TO DO.
After locating the line with "Excuse me, I need to find every dog's fluffy", retype it and every later line exactly, stopping at the end of the records.

MATERIAL FOR THE TASK.
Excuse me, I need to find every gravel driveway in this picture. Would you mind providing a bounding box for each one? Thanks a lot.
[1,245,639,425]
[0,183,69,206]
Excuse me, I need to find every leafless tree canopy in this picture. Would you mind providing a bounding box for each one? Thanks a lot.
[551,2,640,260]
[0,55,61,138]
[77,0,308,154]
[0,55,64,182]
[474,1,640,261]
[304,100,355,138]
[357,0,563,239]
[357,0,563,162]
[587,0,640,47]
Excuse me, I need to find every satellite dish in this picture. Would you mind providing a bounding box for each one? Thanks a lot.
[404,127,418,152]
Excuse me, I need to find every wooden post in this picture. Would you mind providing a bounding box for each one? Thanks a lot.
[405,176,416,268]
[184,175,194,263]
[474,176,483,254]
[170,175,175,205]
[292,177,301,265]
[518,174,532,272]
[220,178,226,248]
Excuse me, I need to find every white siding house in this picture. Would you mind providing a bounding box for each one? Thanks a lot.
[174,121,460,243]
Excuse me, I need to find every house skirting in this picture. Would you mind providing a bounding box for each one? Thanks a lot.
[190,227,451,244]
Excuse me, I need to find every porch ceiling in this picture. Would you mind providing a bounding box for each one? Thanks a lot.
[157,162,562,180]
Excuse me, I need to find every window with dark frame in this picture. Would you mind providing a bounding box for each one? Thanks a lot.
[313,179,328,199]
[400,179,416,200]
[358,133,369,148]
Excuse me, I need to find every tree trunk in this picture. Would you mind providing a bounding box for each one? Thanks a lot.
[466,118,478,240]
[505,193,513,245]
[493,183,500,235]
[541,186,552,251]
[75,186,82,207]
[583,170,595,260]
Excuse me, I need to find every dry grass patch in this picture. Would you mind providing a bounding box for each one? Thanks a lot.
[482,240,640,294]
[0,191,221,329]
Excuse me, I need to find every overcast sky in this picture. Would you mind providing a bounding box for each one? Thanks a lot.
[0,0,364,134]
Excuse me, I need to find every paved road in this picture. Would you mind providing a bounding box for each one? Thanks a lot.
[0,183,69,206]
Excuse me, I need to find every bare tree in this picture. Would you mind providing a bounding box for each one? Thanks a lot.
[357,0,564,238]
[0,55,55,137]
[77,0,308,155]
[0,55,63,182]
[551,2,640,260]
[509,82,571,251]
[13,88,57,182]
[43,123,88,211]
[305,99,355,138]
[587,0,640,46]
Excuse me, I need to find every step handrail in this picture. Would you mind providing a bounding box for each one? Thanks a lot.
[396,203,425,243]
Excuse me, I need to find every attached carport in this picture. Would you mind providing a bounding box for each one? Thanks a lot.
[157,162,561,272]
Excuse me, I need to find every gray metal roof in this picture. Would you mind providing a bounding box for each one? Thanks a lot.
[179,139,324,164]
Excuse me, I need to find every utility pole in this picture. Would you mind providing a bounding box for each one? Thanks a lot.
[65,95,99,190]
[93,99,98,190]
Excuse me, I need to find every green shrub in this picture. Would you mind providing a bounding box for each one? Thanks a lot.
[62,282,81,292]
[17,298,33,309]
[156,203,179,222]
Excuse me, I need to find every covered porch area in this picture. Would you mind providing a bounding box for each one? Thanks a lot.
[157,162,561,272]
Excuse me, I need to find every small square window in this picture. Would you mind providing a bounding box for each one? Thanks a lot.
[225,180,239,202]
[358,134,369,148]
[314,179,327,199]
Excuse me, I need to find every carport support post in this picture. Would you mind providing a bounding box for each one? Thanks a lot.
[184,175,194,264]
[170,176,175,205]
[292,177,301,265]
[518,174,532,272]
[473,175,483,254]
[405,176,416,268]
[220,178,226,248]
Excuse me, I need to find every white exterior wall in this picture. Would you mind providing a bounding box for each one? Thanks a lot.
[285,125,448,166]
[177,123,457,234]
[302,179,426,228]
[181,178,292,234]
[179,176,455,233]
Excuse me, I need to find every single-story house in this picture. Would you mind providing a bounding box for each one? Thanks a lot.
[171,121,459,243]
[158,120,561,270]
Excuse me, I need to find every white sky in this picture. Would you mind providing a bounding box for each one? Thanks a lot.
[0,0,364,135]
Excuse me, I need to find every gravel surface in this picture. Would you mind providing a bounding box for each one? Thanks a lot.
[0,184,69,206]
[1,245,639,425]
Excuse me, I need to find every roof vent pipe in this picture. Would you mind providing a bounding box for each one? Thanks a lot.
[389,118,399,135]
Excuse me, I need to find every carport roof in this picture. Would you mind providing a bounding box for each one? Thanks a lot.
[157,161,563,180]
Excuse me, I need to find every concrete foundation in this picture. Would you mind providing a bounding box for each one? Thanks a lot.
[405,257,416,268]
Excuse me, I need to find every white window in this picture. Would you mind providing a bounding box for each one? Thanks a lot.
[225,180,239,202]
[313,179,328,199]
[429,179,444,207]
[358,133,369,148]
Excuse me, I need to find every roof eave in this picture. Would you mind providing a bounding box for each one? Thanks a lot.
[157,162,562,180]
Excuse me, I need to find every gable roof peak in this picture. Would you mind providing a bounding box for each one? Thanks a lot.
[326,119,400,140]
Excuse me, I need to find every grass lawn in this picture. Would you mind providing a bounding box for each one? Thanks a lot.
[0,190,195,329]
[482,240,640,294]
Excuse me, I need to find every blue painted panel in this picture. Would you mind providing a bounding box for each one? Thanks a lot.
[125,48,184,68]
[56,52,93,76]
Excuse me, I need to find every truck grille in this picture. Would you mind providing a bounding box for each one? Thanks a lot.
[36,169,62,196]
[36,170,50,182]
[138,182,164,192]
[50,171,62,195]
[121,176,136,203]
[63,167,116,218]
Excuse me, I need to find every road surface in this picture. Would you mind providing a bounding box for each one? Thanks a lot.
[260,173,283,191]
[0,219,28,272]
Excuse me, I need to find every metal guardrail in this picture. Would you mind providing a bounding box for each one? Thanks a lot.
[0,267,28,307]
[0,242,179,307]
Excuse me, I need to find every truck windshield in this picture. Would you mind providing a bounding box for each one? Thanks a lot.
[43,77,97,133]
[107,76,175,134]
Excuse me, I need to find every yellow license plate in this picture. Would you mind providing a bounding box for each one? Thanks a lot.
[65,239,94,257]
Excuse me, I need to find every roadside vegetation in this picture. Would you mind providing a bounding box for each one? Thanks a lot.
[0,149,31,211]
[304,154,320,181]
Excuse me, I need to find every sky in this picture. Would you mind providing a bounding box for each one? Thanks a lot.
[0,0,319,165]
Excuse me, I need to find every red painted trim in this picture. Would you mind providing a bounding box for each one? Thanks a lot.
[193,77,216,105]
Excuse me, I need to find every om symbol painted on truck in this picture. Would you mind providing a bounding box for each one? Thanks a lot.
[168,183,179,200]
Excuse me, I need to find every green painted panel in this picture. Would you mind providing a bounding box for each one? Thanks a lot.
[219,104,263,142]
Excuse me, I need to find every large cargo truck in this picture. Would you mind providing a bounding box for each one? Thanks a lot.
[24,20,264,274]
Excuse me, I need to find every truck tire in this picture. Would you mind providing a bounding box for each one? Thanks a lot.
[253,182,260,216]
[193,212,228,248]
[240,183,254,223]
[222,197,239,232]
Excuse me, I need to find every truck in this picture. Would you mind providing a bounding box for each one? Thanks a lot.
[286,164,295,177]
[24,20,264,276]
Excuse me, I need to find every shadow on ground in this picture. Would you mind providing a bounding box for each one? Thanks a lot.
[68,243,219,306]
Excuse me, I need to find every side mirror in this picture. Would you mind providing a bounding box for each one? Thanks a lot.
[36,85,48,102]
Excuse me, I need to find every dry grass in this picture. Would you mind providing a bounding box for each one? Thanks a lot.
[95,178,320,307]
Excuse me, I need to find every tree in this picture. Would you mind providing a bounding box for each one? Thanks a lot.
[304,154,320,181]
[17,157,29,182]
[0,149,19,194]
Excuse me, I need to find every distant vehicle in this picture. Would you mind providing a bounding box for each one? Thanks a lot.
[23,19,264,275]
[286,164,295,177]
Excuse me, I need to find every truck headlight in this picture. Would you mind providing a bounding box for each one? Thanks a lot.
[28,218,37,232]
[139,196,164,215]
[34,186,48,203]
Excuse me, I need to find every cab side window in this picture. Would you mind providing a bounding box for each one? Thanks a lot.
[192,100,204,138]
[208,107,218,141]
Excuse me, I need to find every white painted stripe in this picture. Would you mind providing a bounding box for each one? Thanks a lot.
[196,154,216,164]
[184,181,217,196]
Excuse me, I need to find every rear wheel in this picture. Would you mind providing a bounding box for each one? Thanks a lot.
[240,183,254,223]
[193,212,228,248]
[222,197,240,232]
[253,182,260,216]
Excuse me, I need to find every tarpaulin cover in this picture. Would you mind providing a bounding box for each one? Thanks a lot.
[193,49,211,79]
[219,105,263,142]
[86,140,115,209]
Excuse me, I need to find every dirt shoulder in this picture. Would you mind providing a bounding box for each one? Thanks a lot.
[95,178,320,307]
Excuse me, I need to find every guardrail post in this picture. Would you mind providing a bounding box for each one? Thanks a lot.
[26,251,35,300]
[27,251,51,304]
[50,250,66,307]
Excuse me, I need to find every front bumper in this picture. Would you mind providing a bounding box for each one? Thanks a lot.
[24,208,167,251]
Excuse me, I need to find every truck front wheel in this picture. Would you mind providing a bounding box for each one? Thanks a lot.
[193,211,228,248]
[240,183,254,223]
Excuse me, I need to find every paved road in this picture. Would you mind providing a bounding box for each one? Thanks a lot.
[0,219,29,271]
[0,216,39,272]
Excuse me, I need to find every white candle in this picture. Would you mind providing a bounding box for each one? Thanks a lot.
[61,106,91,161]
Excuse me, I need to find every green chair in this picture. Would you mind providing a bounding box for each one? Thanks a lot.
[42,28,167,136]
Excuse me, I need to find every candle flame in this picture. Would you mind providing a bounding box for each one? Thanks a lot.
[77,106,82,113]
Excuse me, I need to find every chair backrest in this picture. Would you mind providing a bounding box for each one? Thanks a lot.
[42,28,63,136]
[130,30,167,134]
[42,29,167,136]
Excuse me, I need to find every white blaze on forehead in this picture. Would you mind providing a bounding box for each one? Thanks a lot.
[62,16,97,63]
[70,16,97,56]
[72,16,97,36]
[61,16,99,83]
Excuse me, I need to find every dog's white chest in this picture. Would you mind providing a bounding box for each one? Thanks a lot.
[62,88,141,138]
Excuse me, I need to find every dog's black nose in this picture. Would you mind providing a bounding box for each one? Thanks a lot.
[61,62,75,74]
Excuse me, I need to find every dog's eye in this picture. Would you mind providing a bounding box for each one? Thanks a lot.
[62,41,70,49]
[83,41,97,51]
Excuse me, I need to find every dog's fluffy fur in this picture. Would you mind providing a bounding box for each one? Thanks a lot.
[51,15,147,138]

WORKED SOLUTION.
Excuse me, I need to find every dog's fluffy fur in this picture. Would you mind providing a bounding box for each one? Thanks a lot.
[51,15,147,138]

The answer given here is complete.